[Entries taken from a collection]
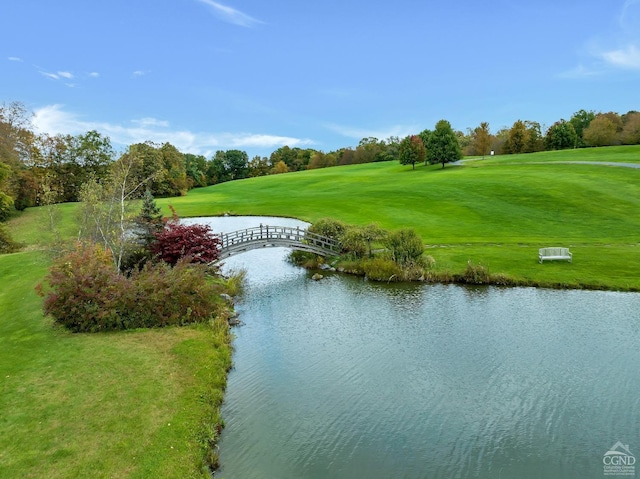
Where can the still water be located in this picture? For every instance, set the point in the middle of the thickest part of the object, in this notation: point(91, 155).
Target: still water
point(344, 378)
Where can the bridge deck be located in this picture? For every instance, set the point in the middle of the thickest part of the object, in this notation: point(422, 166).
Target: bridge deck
point(284, 236)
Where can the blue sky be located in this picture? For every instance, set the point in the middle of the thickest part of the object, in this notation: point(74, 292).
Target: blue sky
point(255, 75)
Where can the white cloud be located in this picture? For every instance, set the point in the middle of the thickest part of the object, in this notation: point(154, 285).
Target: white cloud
point(145, 122)
point(580, 72)
point(381, 134)
point(54, 119)
point(53, 76)
point(230, 15)
point(627, 57)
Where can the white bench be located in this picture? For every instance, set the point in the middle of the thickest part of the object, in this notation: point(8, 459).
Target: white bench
point(554, 253)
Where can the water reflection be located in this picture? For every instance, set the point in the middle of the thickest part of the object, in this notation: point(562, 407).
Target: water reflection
point(345, 378)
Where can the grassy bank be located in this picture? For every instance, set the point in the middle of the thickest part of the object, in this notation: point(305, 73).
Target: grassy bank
point(140, 404)
point(495, 212)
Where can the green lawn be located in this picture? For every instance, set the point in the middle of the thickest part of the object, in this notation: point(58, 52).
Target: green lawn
point(130, 405)
point(135, 404)
point(495, 212)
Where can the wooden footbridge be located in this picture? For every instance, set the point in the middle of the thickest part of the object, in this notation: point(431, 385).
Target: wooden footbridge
point(264, 236)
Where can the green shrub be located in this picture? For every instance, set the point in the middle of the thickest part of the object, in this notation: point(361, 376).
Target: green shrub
point(329, 227)
point(86, 294)
point(404, 246)
point(382, 269)
point(475, 274)
point(354, 242)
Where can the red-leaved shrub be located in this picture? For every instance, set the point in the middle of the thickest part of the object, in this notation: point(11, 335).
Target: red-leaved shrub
point(197, 243)
point(86, 294)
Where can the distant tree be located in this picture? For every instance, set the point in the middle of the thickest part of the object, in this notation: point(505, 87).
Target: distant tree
point(481, 139)
point(237, 164)
point(392, 150)
point(174, 172)
point(424, 136)
point(499, 141)
point(535, 140)
point(322, 160)
point(443, 146)
point(370, 150)
point(600, 132)
point(580, 121)
point(280, 167)
point(258, 166)
point(560, 136)
point(412, 151)
point(217, 169)
point(518, 138)
point(286, 155)
point(631, 131)
point(196, 170)
point(346, 156)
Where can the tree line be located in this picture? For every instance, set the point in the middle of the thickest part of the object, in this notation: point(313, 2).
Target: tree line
point(38, 169)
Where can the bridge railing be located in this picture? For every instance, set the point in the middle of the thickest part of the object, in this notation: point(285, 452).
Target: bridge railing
point(265, 233)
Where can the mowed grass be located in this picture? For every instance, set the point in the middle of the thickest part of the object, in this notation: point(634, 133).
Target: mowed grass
point(127, 405)
point(496, 213)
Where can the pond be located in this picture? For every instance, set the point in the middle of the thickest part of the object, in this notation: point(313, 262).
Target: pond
point(345, 378)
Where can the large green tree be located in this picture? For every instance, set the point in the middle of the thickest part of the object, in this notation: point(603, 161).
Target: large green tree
point(443, 146)
point(580, 121)
point(600, 132)
point(631, 132)
point(560, 136)
point(481, 139)
point(412, 151)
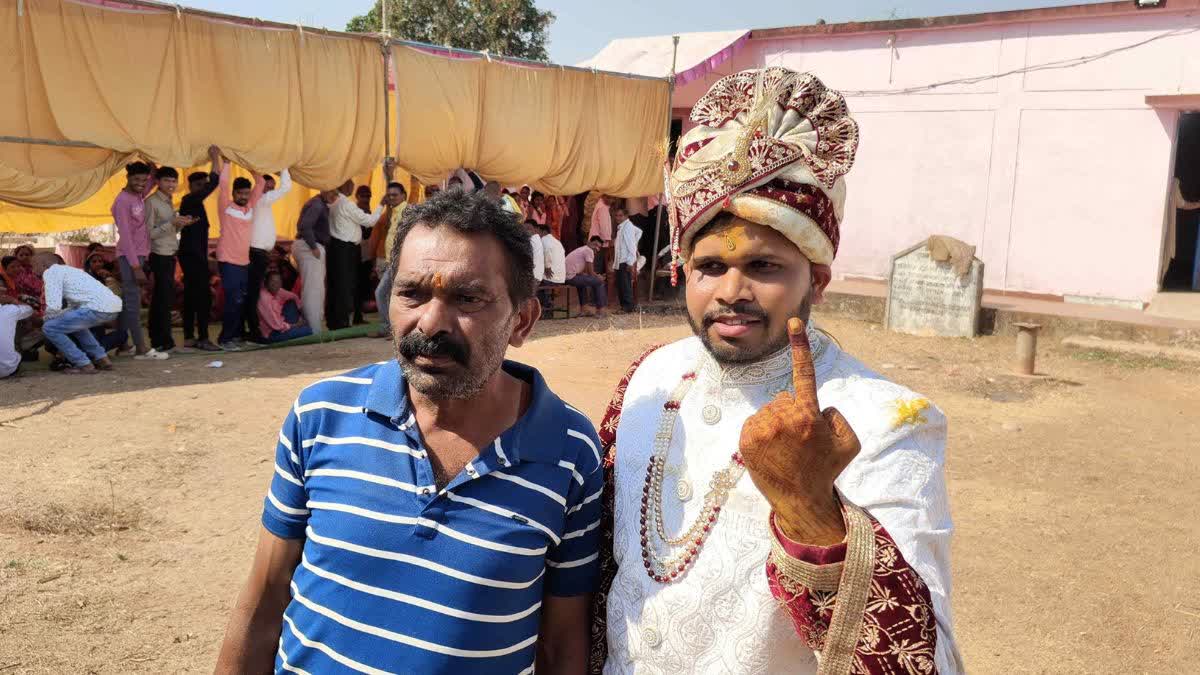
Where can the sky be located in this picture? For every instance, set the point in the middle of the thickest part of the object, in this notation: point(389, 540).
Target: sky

PROBLEM REQUIREMENTS: A faithful copy of the records above is needed, with the pictures left out.

SOLUTION TO THE EXERCISE:
Where can the still water be located in this picture? For every instance, set the point in the middle of the thickest part of the object, in this notation: point(91, 155).
Target: still water
point(344, 378)
Where can the bridge deck be located in this picture? For every instance, set the point in the middle of the thickest part of the object, in this notation: point(422, 166).
Target: bridge deck
point(284, 236)
Where can the blue sky be located in this picture? For every instance, set the point in the middle of the thickest part of the object, in this notation: point(74, 292).
Target: blue sky
point(255, 75)
Where can the white cloud be located in this picture? For every instance, set the point in the middle of the thickest part of the object, in this notation: point(154, 285).
Target: white cloud
point(145, 122)
point(580, 72)
point(381, 134)
point(54, 119)
point(53, 76)
point(230, 15)
point(627, 57)
Where can the white bench be located in this picture? For every instance, set the point in the middle of the thickest part of the object, in this notation: point(8, 459).
Target: white bench
point(554, 253)
Where can the water reflection be located in this picture? For every instance, set the point in the middle of the thickest part of the object, in this notation: point(562, 407).
Target: water reflection
point(345, 378)
Where can the grassy bank be located in this picture? For every instance, set the point in the middle of the thickest part of the object, in this notation: point(305, 73).
Target: grassy bank
point(140, 404)
point(495, 212)
Where can the green lawn be located in this picture? For every instance, set the point in the middle of the thickest part of the object, in this notation: point(58, 52).
Target: green lawn
point(130, 405)
point(135, 404)
point(495, 212)
Where can the wooden footbridge be located in this picture? For every instance, set the point in the middle of the thickest part of the object, in this notation: point(431, 385).
Target: wooden footbridge
point(264, 236)
Where can the green shrub be located in this picture? For every instance, set the point in the middle of the thickest part of the object, in this notation: point(361, 376).
Target: green shrub
point(329, 227)
point(86, 294)
point(404, 246)
point(382, 269)
point(475, 274)
point(354, 242)
Where can the red-leaved shrub be located in this picture? For every instance, set the point in the middle of the thickest part of the object, in this notation: point(11, 335).
Target: red-leaved shrub
point(197, 243)
point(86, 294)
Where can the distant tree be located in this picture? For every instance, set the point in the middle of the thickest part of the object, in this notation: point(505, 87).
Target: distant tree
point(481, 139)
point(237, 164)
point(392, 150)
point(174, 172)
point(424, 136)
point(499, 141)
point(535, 140)
point(322, 160)
point(443, 146)
point(370, 150)
point(600, 132)
point(580, 121)
point(280, 167)
point(258, 166)
point(560, 136)
point(412, 151)
point(217, 169)
point(518, 138)
point(286, 155)
point(631, 131)
point(196, 170)
point(346, 156)
Where can the tree line be located in this picture? For every instance, set the point in the middle of the thickest part of the object, in this notation: point(313, 2).
Target: tree line
point(38, 169)
Where can the bridge railing be located in this picture? For every instance, set the point in the middle of the thickest part of the object, in this notation: point(285, 452).
Target: bridge railing
point(265, 233)
Where can the mowed grass be located in this picture? For every instance, set the point in the middle of the thickest part of the object, in this notation: point(634, 133).
Target: mowed grass
point(127, 405)
point(496, 213)
Where can the pond be located in this picture? For every instance, set the point in the middle of the thickest part of the object, in this notation: point(313, 262).
Target: pond
point(345, 378)
Where can the large green tree be located in this picture? For every instance, set the point in the middle of the thickest part of the object, in this notation: point(603, 161).
Target: large green tree
point(443, 146)
point(580, 121)
point(600, 132)
point(631, 132)
point(560, 136)
point(481, 139)
point(412, 151)
Where can the sky be located in this picture? For every instance, set the point in the middle of the thickest part of the object, in this notation: point(389, 540).
Target: sky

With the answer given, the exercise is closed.